BEGIN Extracted data
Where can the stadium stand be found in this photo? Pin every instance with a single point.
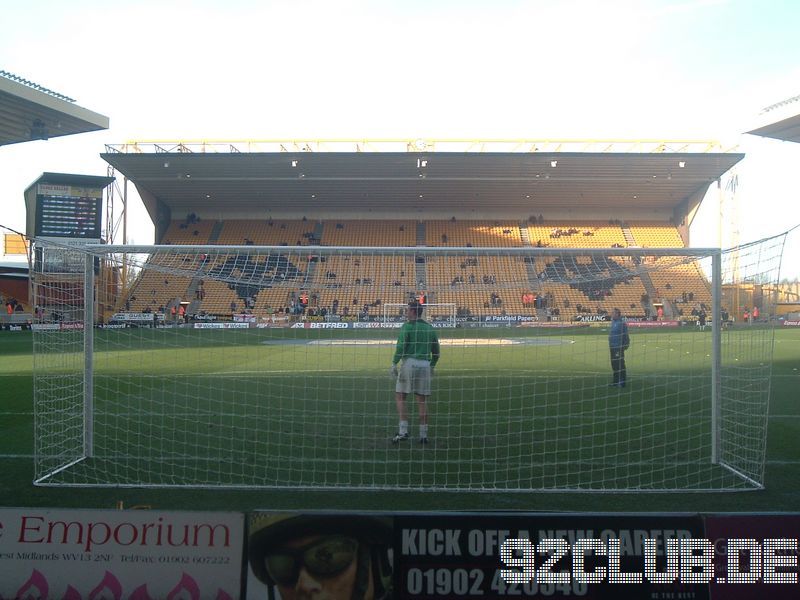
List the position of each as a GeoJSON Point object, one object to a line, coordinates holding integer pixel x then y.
{"type": "Point", "coordinates": [359, 286]}
{"type": "Point", "coordinates": [369, 233]}
{"type": "Point", "coordinates": [472, 233]}
{"type": "Point", "coordinates": [576, 235]}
END Extracted data
- _Work task_
Repeat each of the records exactly as written, except for the pictures, which are to be left out.

- _Response_
Where can the stadium stand be found in this photo? Pin every instance with a single point.
List the position of each as a GeoJSON Point object, one object to a line, coordinates holding integer pixel x then y.
{"type": "Point", "coordinates": [359, 286]}
{"type": "Point", "coordinates": [369, 233]}
{"type": "Point", "coordinates": [472, 233]}
{"type": "Point", "coordinates": [576, 235]}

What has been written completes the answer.